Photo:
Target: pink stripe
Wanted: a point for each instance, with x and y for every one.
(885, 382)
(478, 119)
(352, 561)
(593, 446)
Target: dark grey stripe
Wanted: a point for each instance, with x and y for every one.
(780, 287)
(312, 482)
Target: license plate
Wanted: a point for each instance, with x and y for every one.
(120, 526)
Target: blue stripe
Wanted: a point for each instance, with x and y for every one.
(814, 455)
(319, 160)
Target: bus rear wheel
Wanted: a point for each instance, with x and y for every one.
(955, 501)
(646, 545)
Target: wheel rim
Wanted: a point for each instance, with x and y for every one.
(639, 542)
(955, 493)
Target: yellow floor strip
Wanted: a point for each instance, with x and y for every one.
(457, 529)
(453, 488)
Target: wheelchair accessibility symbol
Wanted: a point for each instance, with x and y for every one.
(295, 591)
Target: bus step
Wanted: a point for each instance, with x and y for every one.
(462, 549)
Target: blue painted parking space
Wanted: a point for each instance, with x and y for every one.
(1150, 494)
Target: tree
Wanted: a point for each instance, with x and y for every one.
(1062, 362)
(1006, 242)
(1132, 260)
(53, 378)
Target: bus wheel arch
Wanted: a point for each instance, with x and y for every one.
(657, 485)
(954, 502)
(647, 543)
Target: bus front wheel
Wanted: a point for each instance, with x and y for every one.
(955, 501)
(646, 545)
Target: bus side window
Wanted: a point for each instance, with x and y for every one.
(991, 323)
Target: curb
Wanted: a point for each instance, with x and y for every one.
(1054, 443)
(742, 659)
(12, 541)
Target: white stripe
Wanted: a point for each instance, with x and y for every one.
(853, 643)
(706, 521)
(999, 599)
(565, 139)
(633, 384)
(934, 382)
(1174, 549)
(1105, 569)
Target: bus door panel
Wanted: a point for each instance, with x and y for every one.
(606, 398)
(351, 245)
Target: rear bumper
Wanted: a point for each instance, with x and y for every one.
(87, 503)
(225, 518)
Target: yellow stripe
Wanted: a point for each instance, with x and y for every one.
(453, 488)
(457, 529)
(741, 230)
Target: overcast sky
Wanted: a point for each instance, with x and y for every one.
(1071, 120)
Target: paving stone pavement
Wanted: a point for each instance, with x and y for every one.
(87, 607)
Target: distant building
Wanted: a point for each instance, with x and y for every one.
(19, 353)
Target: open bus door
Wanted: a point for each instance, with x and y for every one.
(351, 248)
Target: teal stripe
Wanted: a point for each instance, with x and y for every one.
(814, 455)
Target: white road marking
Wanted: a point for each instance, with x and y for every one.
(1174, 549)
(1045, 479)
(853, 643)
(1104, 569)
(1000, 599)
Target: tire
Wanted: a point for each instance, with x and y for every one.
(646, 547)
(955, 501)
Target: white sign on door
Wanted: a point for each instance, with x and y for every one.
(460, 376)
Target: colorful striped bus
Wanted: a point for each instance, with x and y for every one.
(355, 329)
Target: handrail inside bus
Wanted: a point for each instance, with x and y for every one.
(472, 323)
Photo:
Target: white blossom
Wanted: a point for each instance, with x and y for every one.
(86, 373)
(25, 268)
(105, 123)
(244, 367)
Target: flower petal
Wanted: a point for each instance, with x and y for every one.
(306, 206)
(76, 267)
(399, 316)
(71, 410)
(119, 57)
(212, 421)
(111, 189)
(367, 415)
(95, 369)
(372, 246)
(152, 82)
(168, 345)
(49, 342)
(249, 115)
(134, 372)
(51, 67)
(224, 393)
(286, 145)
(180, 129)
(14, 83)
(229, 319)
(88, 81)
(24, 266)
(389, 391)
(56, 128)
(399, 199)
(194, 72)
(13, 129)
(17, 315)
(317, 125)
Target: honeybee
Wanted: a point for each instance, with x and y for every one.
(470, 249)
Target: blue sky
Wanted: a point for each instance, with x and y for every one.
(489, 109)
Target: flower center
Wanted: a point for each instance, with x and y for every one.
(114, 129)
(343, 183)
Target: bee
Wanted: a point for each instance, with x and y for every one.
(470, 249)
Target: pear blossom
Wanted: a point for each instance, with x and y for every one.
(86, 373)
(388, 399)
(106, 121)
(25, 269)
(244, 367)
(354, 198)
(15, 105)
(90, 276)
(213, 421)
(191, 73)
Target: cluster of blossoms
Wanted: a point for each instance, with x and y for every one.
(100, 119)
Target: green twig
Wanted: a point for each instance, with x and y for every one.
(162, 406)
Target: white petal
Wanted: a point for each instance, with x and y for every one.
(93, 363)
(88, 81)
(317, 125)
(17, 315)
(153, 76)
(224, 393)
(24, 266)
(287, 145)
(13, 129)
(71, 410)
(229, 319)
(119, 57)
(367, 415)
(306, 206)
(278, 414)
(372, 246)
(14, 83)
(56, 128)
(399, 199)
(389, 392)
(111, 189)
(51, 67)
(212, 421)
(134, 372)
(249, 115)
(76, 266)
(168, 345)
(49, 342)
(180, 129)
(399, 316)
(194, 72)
···
SET EXERCISE:
Reproduce every row above, substituting "Required" for each occurrence of "Wanted" and leaving everything else unchanged.

WRITTEN REPLY:
Photo:
Target: pink stripe
Required: a point for each instance, with x and y for every one.
(885, 382)
(478, 119)
(352, 561)
(593, 446)
Target: dark grey stripe
Required: a point for each instance, with x and y for every one.
(780, 287)
(312, 482)
Target: license plate
Required: a point for each instance, with x and y for every one.
(120, 526)
Target: blue stripe
Required: a point for each instance, with x and y for every one.
(814, 455)
(319, 160)
Target: bus rear wheel
Required: a point for each instance, with x and y for every one.
(955, 501)
(646, 545)
Target: wheel rim
Required: a point for each instance, with x and y for every one.
(639, 542)
(955, 493)
Target: yellow floor strip
Required: a point for each instance, with x and y for every one.
(457, 529)
(453, 488)
Target: wheelchair accessibility symbol
Required: a point for each instance, with x and y for every one.
(295, 591)
Target: bus step
Required: a point for each instance, with x and y for every one.
(462, 549)
Target: blue painted parking space
Required: a point for each instance, with x and y for every one.
(1150, 494)
Target: tree
Required: a point for each instance, with x and y for every one.
(1062, 362)
(1006, 242)
(1132, 260)
(53, 378)
Target: bus wheel arch
Required: a point for each instance, with x and y for every one.
(657, 485)
(954, 502)
(647, 543)
Target: bus front wheel
Required: a point for each instance, with x and y for every one.
(955, 501)
(646, 545)
Target: bus side window
Required: a point for each instance, with x and y for every one.
(991, 323)
Target: curb
Required: a point for each instance, with x and y for every one.
(1054, 443)
(742, 659)
(12, 541)
Target: white stripe
Required: a point for each instance, with x and y for every one.
(853, 643)
(706, 521)
(999, 599)
(565, 139)
(633, 384)
(934, 382)
(1174, 549)
(1105, 569)
Target: bus door panel
Required: a point for each instance, with x and y for every one.
(606, 398)
(351, 245)
Target: rear bumper
Required: a point for each instance, with x and y for every one.
(87, 503)
(225, 518)
Target: yellow stripe
Required: a point for each instance, with x and y for every one.
(453, 488)
(457, 529)
(741, 230)
Target: overcast sky
Required: a point for each instance, with x and y for every one.
(1071, 120)
Target: paving stone pavement
Required: a point for each instance, with x and y for every one.
(87, 607)
Target: distant building
Required: a point for each instance, with x and y for every one.
(19, 353)
Target: open bus door
Required: a point for each instance, with x and y for every one.
(351, 248)
Target: teal stripe
Required: a point for each instance, with x and y for every one.
(814, 455)
Target: white road marking
Required: a point for each instance, with x and y for every one.
(1174, 549)
(1045, 479)
(853, 643)
(1104, 569)
(1000, 599)
Target: tire
Required: a point for each instance, with x and y for every one.
(646, 547)
(955, 501)
Target: white sign on door
Required: a point for each instance, with x and y for every one.
(460, 376)
Target: colorful striped bus
Required: a point for each instance, with x and y for every one.
(355, 329)
Target: handrail inside bus
Required: a point for each instance, with x and y for every one.
(472, 323)
Photo:
Target: white blossom
Required: a point for each instance, with x and y for every one.
(86, 373)
(25, 268)
(105, 123)
(244, 367)
Target: flower petal
Required: a point for each instance, with x and y for every one.
(306, 206)
(76, 267)
(399, 316)
(71, 410)
(119, 57)
(212, 421)
(111, 189)
(367, 415)
(95, 369)
(372, 246)
(152, 82)
(168, 345)
(49, 342)
(249, 115)
(134, 372)
(51, 67)
(224, 393)
(286, 145)
(180, 129)
(14, 83)
(229, 319)
(88, 81)
(24, 266)
(389, 391)
(56, 128)
(399, 199)
(194, 72)
(13, 129)
(17, 315)
(317, 125)
Target: honeybee
Required: a point for each instance, with x and y for every one.
(470, 249)
Target: blue sky
Required: a point for each instance, with x and y for every one.
(489, 109)
Target: flower center
Required: a point for each instance, with x and y for every one.
(114, 129)
(343, 183)
Target: bee
Required: a point for each instance, with x and y for every one.
(470, 249)
Target: pear blossom
Required: a point for each instance, with x and y for every one.
(86, 373)
(388, 399)
(106, 121)
(25, 269)
(244, 367)
(354, 198)
(15, 105)
(90, 276)
(213, 421)
(191, 73)
Target: cluster of blossoms
Required: a point for each instance, with x and y for every one.
(100, 119)
Target: green twig
Required: a point for each instance, with x and y for every one.
(162, 406)
Target: white petal
Required: a point for each instance, with x and y for every one.
(93, 363)
(88, 81)
(317, 125)
(17, 315)
(153, 76)
(224, 393)
(24, 266)
(287, 145)
(13, 129)
(71, 410)
(229, 319)
(119, 57)
(367, 415)
(306, 206)
(278, 414)
(372, 246)
(14, 83)
(56, 128)
(399, 199)
(389, 392)
(111, 189)
(51, 67)
(212, 421)
(134, 372)
(249, 115)
(76, 266)
(168, 345)
(49, 342)
(180, 129)
(399, 316)
(194, 72)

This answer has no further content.